In modern times, cannabis aficionados utilize the flower, seeds, stalks, leaves and resin glands for smoke, food, fiber, fuel and medicine. What few people use are the roots despite their long history of medical use dating back thousands of years. A trio of researchers (including Dr. Ethan Russo) explored traditional and modern applications in a new study for the Cannabis and Cannabinoid Research journal.
Pliny the Elder, the first-century Roman naturalist (and the name inspiration for a kick-ass double IPA), suggested a liquid root concentrate in Natural Histories for treating gout, joint stiffness and other conditions. In the 16th century, physicians like Germany's Leonhart Fuchs and France's François Rabelais also used the root to treat gout, as did British botanist John Parkinson in 1640, while 17th-century Polish botanist Szymon Syrenski made the curious claim that hemp roots help with “curved and shrunken body parts.” Hundreds of years earlier, 12th-century Persian philosopher Ibn Sina suggested the roots help "decrease fever," a recommendation also found in Argentina, while the ancient Chinese pharmacopoeia Pen Ts’ao Ching said cannabis-root juice could help with postpartum hemorrhage.
By the late 1600s, physicians and botanists around the world applied cannabis roots to a wide range of conditions that also included arthritis, skin burns, gastrointestinal issues, infection, "tumors" (i.e., abscess, sores, ulcers) and even sexually transmitted disease. (For those who must know, a 17th-century German botanist in what is now Indonesia prepared an edible root formula for gonorrhea.)
Now before shoving cannabis roots down your cheatin' boyfriend's throat, many of these claims are unproven, but one early application in particular—treating inflammation—is likely legit. Dr. Nicholas Culpeper wrote “the decoction of the root allays inflammations of the head or any other parts" in 1653's Culpeper's Complete Herbal. Several other physicians made similar claims, from Brits like John Parkinson to Persians like M. Husain Khan. As noted by the authors of the Cannabis and Cannabinoid Research study, "There are several compounds in cannabis root with potential anti-inflammatory activity."
= = = =
**Questions**.
**1.** Print the passage on medicinal uses of cannabis roots between "In modern times, cannabis" and "Cannabinoid Research journal.", inclusive.
**2.** Proceed with the passage on medicinal uses of cannabis roots, writing on from its final sentence.
The material that follows is not needed.

Saved data entries:
= = = =
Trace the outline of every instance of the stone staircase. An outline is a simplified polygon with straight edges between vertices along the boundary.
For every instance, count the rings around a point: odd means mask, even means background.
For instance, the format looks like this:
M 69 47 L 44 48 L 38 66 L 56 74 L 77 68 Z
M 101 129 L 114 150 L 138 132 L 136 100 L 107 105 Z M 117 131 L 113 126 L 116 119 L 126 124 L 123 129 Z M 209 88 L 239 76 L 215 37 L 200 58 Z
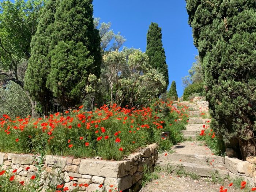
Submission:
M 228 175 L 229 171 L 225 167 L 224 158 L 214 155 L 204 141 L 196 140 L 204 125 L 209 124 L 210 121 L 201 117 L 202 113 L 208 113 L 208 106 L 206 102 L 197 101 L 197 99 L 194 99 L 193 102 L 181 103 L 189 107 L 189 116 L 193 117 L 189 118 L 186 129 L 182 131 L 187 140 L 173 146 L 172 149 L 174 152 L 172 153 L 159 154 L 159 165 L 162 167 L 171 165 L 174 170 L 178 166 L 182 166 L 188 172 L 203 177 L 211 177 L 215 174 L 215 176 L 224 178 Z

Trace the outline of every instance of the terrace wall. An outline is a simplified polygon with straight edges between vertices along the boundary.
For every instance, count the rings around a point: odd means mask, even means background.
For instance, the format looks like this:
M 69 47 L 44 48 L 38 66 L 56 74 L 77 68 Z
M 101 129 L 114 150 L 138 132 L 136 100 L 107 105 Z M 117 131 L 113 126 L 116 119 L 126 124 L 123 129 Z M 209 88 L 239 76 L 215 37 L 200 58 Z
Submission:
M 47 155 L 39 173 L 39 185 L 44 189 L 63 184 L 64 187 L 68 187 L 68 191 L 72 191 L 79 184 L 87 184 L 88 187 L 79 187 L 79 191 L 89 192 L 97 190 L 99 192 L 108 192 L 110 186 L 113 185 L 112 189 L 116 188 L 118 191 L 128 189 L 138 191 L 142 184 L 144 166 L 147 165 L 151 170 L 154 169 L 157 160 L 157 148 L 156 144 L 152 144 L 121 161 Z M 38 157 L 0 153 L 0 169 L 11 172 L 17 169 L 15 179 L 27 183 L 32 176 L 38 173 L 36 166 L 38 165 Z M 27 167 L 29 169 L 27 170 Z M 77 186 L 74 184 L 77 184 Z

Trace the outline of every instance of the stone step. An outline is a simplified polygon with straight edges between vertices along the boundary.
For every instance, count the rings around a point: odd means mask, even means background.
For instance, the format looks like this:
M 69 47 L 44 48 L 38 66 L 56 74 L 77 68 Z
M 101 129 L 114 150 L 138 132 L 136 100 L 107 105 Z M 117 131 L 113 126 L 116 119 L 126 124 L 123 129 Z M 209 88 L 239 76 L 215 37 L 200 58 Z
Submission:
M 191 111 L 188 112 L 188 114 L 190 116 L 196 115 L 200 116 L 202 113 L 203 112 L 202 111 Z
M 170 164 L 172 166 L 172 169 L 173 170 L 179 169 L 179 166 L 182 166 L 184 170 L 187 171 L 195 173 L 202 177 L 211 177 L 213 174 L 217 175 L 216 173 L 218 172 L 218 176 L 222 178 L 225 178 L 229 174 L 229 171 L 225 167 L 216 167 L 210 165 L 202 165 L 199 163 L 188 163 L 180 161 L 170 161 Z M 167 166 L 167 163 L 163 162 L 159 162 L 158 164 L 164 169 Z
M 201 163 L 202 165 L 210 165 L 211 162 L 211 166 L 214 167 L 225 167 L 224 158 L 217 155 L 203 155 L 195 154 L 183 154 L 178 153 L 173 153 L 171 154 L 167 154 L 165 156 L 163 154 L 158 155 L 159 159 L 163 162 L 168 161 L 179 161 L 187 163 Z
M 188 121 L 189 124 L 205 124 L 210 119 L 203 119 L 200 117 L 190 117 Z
= = = =
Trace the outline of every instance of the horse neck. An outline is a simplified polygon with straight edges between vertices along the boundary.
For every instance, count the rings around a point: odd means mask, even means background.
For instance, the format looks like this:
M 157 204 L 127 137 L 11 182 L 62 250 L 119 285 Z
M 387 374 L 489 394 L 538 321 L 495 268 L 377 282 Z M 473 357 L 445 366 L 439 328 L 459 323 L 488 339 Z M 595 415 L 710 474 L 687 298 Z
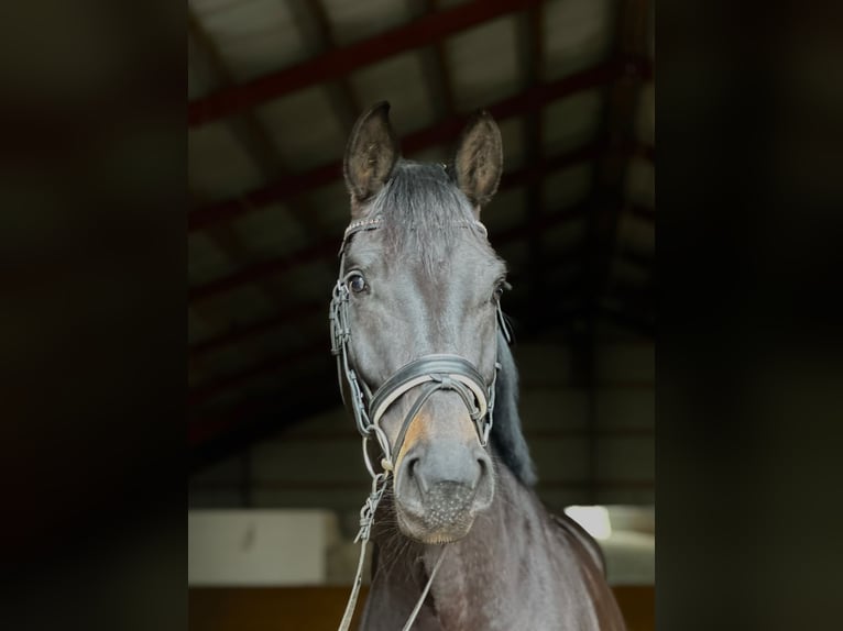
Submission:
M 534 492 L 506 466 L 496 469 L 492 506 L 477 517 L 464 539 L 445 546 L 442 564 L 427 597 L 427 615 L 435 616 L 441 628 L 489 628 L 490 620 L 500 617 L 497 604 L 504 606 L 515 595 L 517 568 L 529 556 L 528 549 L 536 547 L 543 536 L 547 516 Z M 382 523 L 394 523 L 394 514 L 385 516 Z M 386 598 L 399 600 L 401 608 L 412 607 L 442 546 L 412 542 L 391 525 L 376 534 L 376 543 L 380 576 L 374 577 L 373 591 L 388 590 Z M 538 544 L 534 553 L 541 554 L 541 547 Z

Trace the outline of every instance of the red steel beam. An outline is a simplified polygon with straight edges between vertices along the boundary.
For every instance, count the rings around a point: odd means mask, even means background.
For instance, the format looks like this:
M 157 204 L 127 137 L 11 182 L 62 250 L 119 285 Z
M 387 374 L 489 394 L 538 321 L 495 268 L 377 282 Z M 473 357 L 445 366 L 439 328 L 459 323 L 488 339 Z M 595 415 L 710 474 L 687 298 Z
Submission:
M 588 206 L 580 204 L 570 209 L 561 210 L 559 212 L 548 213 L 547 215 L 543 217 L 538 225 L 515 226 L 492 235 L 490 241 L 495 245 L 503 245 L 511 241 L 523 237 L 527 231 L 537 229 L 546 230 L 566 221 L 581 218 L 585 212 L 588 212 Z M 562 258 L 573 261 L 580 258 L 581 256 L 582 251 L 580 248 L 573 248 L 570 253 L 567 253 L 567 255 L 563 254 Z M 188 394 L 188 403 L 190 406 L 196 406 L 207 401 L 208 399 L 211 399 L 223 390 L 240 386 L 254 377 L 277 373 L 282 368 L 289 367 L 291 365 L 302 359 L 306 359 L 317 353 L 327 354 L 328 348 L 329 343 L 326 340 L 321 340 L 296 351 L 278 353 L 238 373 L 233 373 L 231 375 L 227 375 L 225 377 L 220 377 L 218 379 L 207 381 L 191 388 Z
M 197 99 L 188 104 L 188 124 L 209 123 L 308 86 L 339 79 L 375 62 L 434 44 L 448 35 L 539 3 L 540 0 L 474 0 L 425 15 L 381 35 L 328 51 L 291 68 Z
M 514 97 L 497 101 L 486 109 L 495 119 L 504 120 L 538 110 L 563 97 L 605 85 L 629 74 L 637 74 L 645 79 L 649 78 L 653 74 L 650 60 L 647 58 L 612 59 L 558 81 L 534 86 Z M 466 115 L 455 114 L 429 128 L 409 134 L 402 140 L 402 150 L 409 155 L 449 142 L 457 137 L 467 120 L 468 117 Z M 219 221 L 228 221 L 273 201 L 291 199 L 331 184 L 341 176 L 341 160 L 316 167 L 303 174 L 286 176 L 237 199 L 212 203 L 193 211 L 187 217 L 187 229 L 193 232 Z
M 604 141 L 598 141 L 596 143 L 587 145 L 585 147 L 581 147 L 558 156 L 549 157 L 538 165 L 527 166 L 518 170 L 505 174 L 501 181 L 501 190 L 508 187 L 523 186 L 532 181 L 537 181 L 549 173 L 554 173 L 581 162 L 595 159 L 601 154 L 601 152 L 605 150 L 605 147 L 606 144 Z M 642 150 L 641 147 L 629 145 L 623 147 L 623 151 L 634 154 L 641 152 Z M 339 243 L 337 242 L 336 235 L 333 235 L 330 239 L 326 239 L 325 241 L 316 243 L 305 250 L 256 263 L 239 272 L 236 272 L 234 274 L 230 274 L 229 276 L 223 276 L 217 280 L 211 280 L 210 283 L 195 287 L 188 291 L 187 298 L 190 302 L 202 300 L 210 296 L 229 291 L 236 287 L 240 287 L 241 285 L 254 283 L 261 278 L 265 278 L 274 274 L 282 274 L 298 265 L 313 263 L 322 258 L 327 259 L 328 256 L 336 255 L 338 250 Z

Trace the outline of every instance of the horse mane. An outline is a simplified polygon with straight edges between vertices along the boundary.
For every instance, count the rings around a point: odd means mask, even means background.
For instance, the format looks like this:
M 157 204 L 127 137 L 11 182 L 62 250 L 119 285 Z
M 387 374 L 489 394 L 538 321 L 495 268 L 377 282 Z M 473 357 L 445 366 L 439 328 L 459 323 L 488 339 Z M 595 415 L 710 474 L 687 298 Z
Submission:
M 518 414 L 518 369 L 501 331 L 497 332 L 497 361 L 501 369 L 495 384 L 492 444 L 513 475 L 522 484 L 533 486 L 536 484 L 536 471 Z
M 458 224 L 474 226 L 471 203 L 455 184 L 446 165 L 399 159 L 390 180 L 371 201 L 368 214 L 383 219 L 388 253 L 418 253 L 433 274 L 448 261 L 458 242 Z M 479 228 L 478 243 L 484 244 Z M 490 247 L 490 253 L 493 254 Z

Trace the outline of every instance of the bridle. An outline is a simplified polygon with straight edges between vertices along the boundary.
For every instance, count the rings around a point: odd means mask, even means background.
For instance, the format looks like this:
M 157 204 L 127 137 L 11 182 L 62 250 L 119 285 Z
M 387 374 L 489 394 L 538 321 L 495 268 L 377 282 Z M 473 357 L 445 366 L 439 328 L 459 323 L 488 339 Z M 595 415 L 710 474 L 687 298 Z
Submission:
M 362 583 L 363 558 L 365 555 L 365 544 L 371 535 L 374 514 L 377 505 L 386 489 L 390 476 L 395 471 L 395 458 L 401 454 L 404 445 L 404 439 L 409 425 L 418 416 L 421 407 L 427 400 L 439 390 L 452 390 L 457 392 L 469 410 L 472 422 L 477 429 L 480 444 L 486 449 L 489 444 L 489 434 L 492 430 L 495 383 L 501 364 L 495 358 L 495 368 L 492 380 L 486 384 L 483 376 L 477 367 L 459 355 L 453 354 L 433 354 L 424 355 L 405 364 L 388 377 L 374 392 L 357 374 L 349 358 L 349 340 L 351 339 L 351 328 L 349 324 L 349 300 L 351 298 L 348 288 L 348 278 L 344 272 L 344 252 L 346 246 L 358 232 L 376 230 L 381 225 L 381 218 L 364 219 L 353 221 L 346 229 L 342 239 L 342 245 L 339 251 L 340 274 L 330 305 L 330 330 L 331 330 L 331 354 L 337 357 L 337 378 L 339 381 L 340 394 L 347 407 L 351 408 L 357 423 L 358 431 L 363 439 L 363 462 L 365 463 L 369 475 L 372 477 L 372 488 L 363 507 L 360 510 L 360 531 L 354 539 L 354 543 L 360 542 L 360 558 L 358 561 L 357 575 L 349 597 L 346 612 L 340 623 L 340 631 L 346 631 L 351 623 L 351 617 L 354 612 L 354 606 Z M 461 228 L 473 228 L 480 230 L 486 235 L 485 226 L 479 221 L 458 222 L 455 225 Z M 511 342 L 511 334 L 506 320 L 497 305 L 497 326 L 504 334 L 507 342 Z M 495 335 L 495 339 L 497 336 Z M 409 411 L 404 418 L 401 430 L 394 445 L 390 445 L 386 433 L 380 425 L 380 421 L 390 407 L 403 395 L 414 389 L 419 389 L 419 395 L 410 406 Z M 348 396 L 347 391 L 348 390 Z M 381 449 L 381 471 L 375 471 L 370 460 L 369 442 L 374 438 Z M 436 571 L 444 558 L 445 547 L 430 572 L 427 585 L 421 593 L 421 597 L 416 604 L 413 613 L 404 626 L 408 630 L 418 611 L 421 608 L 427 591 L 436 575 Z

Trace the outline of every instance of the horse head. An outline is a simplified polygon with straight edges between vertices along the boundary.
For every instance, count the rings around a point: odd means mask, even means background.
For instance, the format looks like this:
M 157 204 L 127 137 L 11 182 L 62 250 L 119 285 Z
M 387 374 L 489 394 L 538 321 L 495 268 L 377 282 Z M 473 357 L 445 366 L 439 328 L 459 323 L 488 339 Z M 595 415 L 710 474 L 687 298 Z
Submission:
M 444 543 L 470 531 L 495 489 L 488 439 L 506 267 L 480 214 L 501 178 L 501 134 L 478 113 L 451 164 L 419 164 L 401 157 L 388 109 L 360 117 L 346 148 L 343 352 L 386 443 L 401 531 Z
= = = =
**Responses by task**.
**1.**
In modern times, cannabis aficionados utilize the flower, seeds, stalks, leaves and resin glands for smoke, food, fiber, fuel and medicine. What few people use are the roots despite their long history of medical use dating back thousands of years. A trio of researchers (including Dr. Ethan Russo) explored traditional and modern applications in a new study for the Cannabis and Cannabinoid Research journal.

**2.**
Per the research, cannabis roots contain friedelin, epifriedelanol, triterpenoids, cannabisativine, anhydrocannabisativine, carvone, dihydrocarvone, sitosterol, campesterol, stigmasterol, N-(p-hydroxy-β-phenylethyl)-p-hydroxy-trans-cinnamamide and a bunch of other stuff that would screw up a spelling bee contestant. Noticeably missing from the roots, however, are cannabinoids like tetrahydrocannabinol (THC) and cannabidiol (CBD). Limited modern research exists for cannabis roots, but studies are available for many of the individual components found in them.
Referencing several other studies, the authors listed potential medical applications for the root components that include anti-inflammatory, fever-reducing, pain-relieving, antioxidant and analgesic effects. This led them to conclude, "The current available data on the pharmacology of cannabis root components provide significant support to the historical and ethnobotanical claims of clinical efficacy. This suggests the need for reexamination of whole root preparations on inflammatory and malignant conditions employing modern scientific techniques."
Dr. Russo and company then listed several traditional ways that physicians and botanists applied the roots in centuries past. They included extracting the juice, boiling the roots in water, mixing the ground root juice into oil or butter and applying the root juice topically. One account even described "mixing pulverized cannabis root with wine." More research might be necessary, but for now, we'll test the theory out with lots of cannabis root sangria!